Excerpt provided START

Scully discussed different techniques, like drilling holes in people’s heads (trephining), that ancient, and some current, people believed would help in the curing of mental illness.
“We looked at all kinds of crazy things to make people fit the norm,” said Scully. “And these old thoughts and old traditions are not gone. They still exist in some parts of the world.”
Doctors and caretakers then moved to the idea that the people needed to be taken care of and not just put away to manage for the rest of their lives. Most experimentation on cures were done in asylums, and there were no ethical code at the time.
“Everything from a slapping machine, where a patient was left to be slapped by leather straps until they were normal,” said Scully. “It was even the advent of electric shock.”
Discoveries were made, but the process was brutal and unethical. Humans were treated more like lab rats than actual human beings.
“Then we got one step further than trephining. We started drilling holes and cutting connections. Scrambling brains and seeing what happens,” Scully said.
At this point, the root of the problem was still not clear.
“You have to implicate the brain,” Scully said.
Neurotransmitters are responsible for signaling in the brain, each with their own role. After the discovery of neurotransmitters, the focus of mental illness became what can be fixed in the brain to help a patient.
“This is where we learned, maybe they are more linked than we thought,” said Scully. “It is not just one excites and one inhibits.”
All this research was happening decades at a time, so the research was slow and tedious.
The realization came to be that these were not all that separate. Trying to diagnose a problem and an illness was convoluted.
“The diagnostic criteria overlaps so heavily, and we don’t know why,” Scully said.
The brain consists of circuits, so it is regions of the brain and not just one pathway that causes a mental illness. At this point, medicine does not have drugs that target regions of the brain.
By accident, drugs were found that could treat certain things. The first discovery in the 1950s accidentally came out of the dye industry. At the time pharmacologists did not know how or why it worked, but they did not care because it was working.

Excerpt provided END
Data START

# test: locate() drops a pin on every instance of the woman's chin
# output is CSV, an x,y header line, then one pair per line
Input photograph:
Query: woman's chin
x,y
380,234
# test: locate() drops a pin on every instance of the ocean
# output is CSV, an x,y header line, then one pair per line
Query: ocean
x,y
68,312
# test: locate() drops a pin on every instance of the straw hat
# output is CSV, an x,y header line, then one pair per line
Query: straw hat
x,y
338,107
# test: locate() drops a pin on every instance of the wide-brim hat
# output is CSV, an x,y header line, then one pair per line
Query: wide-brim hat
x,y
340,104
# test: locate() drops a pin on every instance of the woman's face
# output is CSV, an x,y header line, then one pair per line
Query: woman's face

Data END

■ **Problem**
Please continue the piece on Scully's talk about the history of mental illness treatment, picking up right after its final sentence.

■ **Output for this task**
“As science progressed, and we discovered receptors and enzymes and how the body works, we were able to come up with strategies to target the illness or disease,” said Scully. “We are trying to fix something we think is wrong.”
He continued the discussion talking about how in most cases a normal medication only works for one or two injuries or diseases. But when it comes to mental illness, one drug could have many uses, and not everyone is going to respond in the same way to the medication.
There are many manifestations of the same functions. Thinking that serotonin or dopamine is going to fix something is a false truth. It could be one of those in a certain brain region, but not necessarily just serotonin itself.
“We don’t know enough about pathophysiology to treat the disease. We are treating the symptoms. We are just putting a finger in the dam,” Scully said.
Psychiatric drugs can be tricky and also harmful. Scully quoted David Anderson, Ph.D., from his Ted Talk about how adverse effects of drugs can be like dumping oil on an engine instead of in the engine.
“Some will get where it needs to go and fix the engine, but the rest is just out there wreaking havoc,” said Scully. “We can not fix the problem without creating nine others.”
Scully discussed his research, in which he uses natural products in grapes.
“Nature is so much more creative than any lab scientist dreams of being in terms of chemical structure. It is an untapped resource that we need to tap,” he said.
After months of theoretically synthesizing molecules on a computer, and then recreating that in a lab, his research started showing success.
“My research has finally resulted in the filing of a patent with the patent office for novel anticonvulsant that I designed for my dissertation,” Scully said.
Lastly, he talked about where this subject needs to go into the future.
“We need to fill in the gaps and build that bridge so we can treat our patients effectively without causing adverse effects,” said Scully. “There needs to be a culture shift.”